(Document section)

    .
    As to River’s true identity, unless Steven Moffat knew when he wrote “Silence in the Library”/”Forest of the Dead” that he’d be taking over as producer, and he already had ideas in mind for the 11th Doctor, I think we can assume he may have had something else in mind about her at that time. If that’s the case, I wonder when he decided to give her the new origin? And, for that matter, what his “original” plans for her were?
    .
    I guess I wasn’t giving all that much thought to the “who is River Song?” mystery, because I didn’t have an “aha!” moment when we learned about Melody.
    .
    Rick

  4. IGPNicki says:

    There’s been interesting talk on message boards about omega symbols around the cleric base suggesting that the real person behind the kidnapping of Amy, who is trying to create a new time lord is none other than Omega, which would definitely make for some interesting story possibilities. Don’t know about the whole flesh Doctor being the one who gets killed, This just seems a little too obvious for Moffat. But perhaps I am wrong.

  5. Neil Ottenstein says:

    This is circulating around:
    https://groups.google.com/group/rec.arts.drwho/browse_thread/thread/7cd734f99a62ae98/c845f05e9b213df9?lnk=st&q&hl=en&pli=1#c845f05e9b213df9

    From Jan 8, 1995
    “Here’s a particularly stupid theory. If we take “The Doctor” to
    be the Doctor’s name – even if it is in the form of a title no
    doubt meaning something deep and Gallifreyan – perhaps our
    earthly use of the word “doctor” meaning healer or wise man is
    direct result of the Doctor’s multiple interventions in our
    history as a healer and wise man. In other words, we got it from
    him. This is a very silly idea and I’m consequently rather proud
    of it.
    Steven Moffat ”

    It is nice to see that 16 years later, Steven Moffat remembered what he thought and used it.

  6. Neil Ottenstein says:

    Just watched it last night and then rewatched bits and pieces from the first two episodes. I’m not sure just when Amy was replaced. It could have been either during the two months before Episode 1 this season or during the three months between Episode 1 and 2. The Doctor does remark how Amy seemed to have gained a little weight in Episode 1. We first see the eye-patch woman in Episode 2.

    I wonder when in time and place The Doctor went off to. We saw the girl in the process of regeneration at the end of Episode 2. We assume that is Melody/River. Looking back at the wikipedia article for Forest of the Dead we do see that how River died was not a situation from which she could regenerate (since it was implied that the Doctor wouldn’t do so).

    We still don’t know exactly why River Song has been in prison. She has stated it has been for killing “the best man” she had ever known. We’d think that this would be The Doctor. That can’t have been the situation at the beginning of the episode 1 because it would have been in the past of Ep 1 River Song and you’d think she would have remembered it and acted differently. Unless it was all an act to put people off.

  7. I was struck by how the Doctor referred to Amy and Rory as the “people I love”. His previous incarnation had trouble using the L-word.

  8. Jonathan (the other one) says:

    Over at Television Without Pity, there’s considerable support for the Vastra/Jenny spinoff, with a couple of people wanting a crossover between that and the new Sherlock Holmes series (with an ancestor of Sherlock’s interacting with Vastra, I suppose). I know I’d watch the frak out of that show – Vastra seems fun, and I’m a sucker for Jenny’s accent…

    I really like what’s been happening to Rory since we first met him. His first appearance was as a man so apologetic for being a mere nurse, he couldn’t even make one of the doctors look at his photographic evidence that something was up with the coma patients; in “A Good Man Goes To War”, he got what I consider to be the single most awesome scene in the entire show (“I have come with a message from the Doctor, and a question from me. Where is my wife?“).

  9. mike weber says:

    If it’s the flesh Doctor who dies at the beginning of the season – why is he (or says he is) 200 years older than the real Doctor?

  10. J. Alexander says:

    I tend to doubt that it is the flesh Doctor who dies at the beginning of the season. How did he go back in time without a tardis?

(End Document section)
(Entries shown)

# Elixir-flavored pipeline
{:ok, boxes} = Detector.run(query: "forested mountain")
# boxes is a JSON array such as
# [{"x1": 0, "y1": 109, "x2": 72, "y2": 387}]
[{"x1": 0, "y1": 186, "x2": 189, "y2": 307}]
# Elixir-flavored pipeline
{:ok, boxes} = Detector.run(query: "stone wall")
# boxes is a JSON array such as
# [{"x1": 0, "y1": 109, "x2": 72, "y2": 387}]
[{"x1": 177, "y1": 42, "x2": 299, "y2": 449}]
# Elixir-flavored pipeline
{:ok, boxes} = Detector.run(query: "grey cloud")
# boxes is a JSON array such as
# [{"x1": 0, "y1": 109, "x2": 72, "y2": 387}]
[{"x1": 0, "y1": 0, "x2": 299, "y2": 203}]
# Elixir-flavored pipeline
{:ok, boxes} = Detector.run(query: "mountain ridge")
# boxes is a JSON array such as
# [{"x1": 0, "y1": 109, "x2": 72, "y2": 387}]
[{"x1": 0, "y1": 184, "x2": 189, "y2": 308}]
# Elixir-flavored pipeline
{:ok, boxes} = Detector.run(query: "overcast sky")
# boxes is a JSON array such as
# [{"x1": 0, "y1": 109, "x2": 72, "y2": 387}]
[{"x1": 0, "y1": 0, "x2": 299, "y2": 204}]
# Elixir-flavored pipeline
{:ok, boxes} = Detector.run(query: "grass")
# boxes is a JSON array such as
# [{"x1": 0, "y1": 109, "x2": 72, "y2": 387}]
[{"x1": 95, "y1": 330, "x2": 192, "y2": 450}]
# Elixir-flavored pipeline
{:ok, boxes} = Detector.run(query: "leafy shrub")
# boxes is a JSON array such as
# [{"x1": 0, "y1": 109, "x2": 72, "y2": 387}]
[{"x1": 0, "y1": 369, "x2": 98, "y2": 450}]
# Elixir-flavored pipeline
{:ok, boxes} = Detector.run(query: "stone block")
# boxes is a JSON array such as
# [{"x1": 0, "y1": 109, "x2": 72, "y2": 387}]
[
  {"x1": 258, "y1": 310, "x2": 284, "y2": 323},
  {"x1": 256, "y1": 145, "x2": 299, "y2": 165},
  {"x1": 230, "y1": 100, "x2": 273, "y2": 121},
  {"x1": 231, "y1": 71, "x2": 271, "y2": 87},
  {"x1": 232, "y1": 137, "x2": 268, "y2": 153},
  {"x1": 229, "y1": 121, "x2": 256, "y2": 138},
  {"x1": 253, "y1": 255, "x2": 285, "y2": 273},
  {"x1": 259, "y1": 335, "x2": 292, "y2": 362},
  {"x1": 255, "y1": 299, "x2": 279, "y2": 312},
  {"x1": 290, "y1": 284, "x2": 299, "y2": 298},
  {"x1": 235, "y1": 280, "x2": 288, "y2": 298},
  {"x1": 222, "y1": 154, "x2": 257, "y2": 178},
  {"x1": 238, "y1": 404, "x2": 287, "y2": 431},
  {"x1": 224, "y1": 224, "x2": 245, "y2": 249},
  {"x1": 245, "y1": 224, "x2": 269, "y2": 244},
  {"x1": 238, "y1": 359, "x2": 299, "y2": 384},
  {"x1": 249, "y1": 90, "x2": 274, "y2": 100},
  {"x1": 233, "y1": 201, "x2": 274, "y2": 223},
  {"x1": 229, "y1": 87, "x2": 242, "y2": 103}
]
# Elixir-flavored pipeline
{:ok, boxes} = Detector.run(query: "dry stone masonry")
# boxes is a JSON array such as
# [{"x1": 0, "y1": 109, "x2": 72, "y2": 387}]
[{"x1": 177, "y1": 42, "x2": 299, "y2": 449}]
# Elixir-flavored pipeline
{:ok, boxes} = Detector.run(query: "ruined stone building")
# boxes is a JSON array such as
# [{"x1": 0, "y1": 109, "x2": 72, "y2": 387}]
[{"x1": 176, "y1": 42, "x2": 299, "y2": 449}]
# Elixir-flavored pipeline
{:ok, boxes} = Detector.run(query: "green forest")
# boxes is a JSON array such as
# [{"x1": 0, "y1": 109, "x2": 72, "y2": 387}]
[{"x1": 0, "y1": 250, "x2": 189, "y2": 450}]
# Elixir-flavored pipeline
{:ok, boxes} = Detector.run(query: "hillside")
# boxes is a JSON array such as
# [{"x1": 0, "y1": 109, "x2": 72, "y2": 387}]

(End Entries shown)

Task to complete —
List every episode title named in the comment thread.

Exercise response —
- Silence in the Library
- Forest of the Dead
- A Good Man Goes To War